Stored data:

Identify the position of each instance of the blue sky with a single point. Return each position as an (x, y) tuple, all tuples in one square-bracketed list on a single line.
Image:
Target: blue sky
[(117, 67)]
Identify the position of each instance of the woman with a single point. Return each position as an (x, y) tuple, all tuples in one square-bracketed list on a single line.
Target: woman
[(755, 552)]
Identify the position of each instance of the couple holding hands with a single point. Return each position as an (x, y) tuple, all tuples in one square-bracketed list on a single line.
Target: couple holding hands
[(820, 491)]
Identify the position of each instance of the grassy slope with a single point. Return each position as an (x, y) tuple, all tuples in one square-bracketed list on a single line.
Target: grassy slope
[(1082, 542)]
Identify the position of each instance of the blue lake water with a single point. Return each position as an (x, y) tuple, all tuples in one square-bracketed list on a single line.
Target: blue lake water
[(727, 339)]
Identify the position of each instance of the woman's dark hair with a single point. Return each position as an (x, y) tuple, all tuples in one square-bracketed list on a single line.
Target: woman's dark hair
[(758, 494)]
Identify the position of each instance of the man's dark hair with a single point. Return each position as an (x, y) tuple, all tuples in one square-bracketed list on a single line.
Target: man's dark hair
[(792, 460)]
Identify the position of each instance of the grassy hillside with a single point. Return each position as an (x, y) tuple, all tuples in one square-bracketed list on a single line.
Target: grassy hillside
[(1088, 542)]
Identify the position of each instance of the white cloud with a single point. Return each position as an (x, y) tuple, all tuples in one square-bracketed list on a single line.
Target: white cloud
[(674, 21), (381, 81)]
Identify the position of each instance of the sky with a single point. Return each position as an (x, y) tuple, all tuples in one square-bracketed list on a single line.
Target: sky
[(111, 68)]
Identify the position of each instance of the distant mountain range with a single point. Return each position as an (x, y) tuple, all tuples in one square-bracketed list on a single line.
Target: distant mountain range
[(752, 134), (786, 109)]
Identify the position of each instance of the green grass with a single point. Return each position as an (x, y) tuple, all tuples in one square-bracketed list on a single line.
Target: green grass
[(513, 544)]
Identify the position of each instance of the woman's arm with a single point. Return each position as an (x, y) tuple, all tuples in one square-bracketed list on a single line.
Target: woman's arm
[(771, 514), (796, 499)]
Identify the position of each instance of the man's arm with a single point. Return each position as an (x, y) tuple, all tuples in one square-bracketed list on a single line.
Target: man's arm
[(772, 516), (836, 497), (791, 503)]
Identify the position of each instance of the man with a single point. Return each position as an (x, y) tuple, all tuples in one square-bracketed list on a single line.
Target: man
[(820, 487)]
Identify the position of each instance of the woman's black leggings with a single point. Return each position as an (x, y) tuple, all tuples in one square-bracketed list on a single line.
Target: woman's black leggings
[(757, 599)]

What to do: Copy out, word for word, the part of the entries above that begins at the line with "Identify the position of each instance of the woman's dark" and ends at the line with "Identify the position of each instance of the green", including both.

Written answer:
Identify the position of each instance of the woman's dark hair with a single point. Return each position as an (x, y) tuple, all tuples in one square-bracketed list on a single line.
Target: woman's dark hair
[(758, 494)]
Identify the position of each instance of the man's dark hair with a single point. Return each position as an (x, y) tuple, all tuples in one square-bracketed list on a single line.
Target: man's dark hair
[(792, 460)]
Identify the position of each instance of the grassy hillside with a single point. Return each position as an (x, y) tuple, all tuples in one square-bracketed list on a single line.
Target: grassy hillside
[(1088, 542)]
Identify the position of each instance of the white cloud with a single point. Return each position as an (x, y) tuple, all tuples in one square-bracketed list on a single line.
Target: white cloud
[(674, 21), (381, 81)]
Identify the position of each instance of the sky with a single point. Return each position as an (x, y) tuple, all tuples in one square-bracketed list on a single line.
Target: sky
[(111, 68)]
Identify the position of each instance of the distant mountain range with a single point. Return each position as an (x, y) tuple, all tuples in one square-bracketed list on a single line.
Target: distant mountain range
[(752, 134), (786, 109)]
Identify the position of each instance of the green grass with a single point. Return each position as an (x, y) tuple, all tuples in one square-bracketed list on a single line.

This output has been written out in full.